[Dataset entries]

╔══

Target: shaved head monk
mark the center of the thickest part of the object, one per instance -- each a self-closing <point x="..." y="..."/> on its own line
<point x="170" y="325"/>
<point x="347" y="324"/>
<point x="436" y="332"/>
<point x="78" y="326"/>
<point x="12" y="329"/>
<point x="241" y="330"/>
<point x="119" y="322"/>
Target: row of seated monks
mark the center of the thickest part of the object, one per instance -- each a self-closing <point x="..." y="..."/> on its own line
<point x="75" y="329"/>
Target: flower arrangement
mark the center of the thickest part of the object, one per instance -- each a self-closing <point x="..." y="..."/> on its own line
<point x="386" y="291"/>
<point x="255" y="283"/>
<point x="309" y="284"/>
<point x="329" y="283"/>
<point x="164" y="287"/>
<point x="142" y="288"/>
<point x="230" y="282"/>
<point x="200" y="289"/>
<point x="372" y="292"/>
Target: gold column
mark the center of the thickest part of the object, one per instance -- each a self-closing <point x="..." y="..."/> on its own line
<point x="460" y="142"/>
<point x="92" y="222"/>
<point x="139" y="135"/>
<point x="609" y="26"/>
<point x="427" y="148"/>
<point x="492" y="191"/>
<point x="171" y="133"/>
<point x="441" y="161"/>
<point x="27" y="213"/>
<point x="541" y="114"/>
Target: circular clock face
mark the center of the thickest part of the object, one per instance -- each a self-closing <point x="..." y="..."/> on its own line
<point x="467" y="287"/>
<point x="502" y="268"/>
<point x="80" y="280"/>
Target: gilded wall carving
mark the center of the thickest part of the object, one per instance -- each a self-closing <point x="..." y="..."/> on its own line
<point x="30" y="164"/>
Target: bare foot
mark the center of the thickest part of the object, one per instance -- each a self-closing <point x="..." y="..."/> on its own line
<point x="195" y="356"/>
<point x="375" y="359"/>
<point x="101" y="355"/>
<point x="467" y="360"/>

╚══

▶ PROMPT: Lines containing the string "Target" are the ones to copy from the entries above.

▶ RESULT FOR THIS TASK:
Target: shaved head monk
Target: row of seated monks
Target: flower arrangement
Target: gold column
Target: circular clock face
Target: gilded wall carving
Target: bare foot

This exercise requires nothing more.